課題
以下の牛車腎気丸に関する本文に基づき、牛車腎気丸の水分代謝力が八味地黄丸より強化されている理由を一文で説明しなさい。

本文
^^^^^^^^

牛車腎気丸(ごしゃじんきがん)は女性の頻尿、過活動膀胱の症状に

泌尿器症状

牛車腎気丸(ごしゃじんきがん)は、中国南宋時代(1127年~1279年)の漢方書『済生方(さいせいほう)』に記載されている漢方薬です。

冷えに適応する八味地黄丸(はちみじおうがん)に、水分循環を改善し余分な水分を取る牛膝(ごしつ)、車前子(しゃぜんし)という生薬を加えたものです。八味地黄丸より水分代謝力が強化され、夜間頻尿、下肢のむくみ、冷え症、腰痛等に適応します。

酸味のある甘辛味で、温服が効果的です。

頻尿や過活動膀胱に対する効果

牛車腎気丸は、体力がなく、冷え症で痩せ型タイプの「虚証」体質の女性の頻尿に対して、効果が期待できます。尿路感染などの器質的疾患がない場合の過活動膀胱の症状に対して、用いることがあります。

また、閉経後の女性の細菌性膀胱炎に対しても、虚証体質の場合は牛車腎気丸が適しているとされます。

牛車腎気丸を服用し、効果が出るまでの期間は、体質や症状により異なります。一般的に、1か月ほど使用し、症状の改善が見られない場合は、漢方薬の服用をやめ、医師や薬剤師などに相談してください。

牛車腎気丸と八味地黄丸の使い分けは?

牛車腎気丸と八味地黄丸の生薬構成は似ていて、一部共通しています。牛車腎気丸には、牛膝、車前子など、利尿作用のある生薬が加えられています。

牛車腎気丸と八味地黄丸の主な使用目的は排尿トラブルなどですが、浮腫や末梢神経障害が目立つ場合は牛車腎気丸を、尿量減少や夜間頻尿、浮腫、下肢痛が軽い場合は八味地黄丸を使用します。

^^^^^^^^

資料
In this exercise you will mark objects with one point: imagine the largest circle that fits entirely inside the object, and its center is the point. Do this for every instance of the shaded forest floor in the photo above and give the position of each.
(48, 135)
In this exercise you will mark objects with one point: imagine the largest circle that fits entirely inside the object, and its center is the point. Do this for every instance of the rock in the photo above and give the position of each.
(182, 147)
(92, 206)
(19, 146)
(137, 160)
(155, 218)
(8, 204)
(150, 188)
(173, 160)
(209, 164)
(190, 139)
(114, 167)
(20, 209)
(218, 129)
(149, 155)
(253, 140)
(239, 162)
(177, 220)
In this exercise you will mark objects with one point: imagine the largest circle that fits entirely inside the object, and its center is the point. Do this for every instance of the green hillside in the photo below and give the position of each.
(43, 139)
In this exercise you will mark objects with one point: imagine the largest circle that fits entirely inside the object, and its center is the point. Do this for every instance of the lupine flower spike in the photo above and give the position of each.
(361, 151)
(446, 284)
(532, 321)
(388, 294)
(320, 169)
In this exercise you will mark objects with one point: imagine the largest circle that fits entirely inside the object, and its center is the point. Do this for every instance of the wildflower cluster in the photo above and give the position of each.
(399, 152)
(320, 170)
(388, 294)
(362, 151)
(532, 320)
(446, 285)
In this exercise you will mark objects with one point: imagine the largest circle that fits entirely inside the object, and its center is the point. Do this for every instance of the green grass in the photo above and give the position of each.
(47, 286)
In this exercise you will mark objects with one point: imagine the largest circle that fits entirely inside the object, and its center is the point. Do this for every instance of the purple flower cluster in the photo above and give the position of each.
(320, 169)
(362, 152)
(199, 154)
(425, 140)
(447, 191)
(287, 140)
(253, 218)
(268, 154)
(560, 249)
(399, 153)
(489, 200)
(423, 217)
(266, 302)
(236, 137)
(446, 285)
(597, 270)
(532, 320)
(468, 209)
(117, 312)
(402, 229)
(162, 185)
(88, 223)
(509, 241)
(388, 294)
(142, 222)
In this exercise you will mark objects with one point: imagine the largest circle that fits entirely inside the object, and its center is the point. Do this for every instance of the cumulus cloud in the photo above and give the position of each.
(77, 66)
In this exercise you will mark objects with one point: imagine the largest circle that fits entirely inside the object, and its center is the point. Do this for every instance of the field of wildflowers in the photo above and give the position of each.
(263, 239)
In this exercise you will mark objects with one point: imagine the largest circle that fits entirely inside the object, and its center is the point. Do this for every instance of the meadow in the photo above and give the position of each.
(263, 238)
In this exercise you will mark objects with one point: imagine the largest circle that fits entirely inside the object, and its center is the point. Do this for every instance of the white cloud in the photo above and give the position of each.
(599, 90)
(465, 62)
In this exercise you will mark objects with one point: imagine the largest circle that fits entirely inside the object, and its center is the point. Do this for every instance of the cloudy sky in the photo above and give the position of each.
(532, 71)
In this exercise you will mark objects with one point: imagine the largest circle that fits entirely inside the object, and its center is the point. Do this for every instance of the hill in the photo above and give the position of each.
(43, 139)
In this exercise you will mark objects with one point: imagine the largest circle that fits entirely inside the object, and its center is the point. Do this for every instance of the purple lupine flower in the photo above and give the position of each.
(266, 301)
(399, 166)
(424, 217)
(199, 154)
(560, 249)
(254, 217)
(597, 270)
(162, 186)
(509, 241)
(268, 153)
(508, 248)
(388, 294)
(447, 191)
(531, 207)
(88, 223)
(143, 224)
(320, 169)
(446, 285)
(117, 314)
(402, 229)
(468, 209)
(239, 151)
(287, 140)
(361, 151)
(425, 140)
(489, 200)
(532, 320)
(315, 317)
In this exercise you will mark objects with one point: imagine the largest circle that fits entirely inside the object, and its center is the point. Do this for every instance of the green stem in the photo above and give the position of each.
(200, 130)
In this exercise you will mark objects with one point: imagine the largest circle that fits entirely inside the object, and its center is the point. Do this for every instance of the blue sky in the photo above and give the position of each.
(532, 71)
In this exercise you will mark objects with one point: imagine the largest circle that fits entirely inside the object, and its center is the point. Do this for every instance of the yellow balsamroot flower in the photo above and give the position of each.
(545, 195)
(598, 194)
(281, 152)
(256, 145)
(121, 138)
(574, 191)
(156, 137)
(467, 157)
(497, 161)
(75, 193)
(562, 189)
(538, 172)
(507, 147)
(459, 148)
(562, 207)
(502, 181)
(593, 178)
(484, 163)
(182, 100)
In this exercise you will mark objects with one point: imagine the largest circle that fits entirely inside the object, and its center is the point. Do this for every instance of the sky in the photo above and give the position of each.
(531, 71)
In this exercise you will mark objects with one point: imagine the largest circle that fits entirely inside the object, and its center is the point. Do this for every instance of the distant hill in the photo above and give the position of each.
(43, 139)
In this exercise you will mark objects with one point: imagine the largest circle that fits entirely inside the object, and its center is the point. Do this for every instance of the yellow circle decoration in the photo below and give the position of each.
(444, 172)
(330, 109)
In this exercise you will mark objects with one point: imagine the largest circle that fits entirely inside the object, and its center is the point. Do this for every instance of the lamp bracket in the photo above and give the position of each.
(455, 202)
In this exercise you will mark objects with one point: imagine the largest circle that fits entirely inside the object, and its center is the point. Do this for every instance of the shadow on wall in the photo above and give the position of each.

^^^^^^^^

解答
牛車腎気丸は、八味地黄丸に、水分循環を改善し余分な水分を取る牛膝(ごしつ)と車前子(しゃぜんし)という生薬を加えたものだから。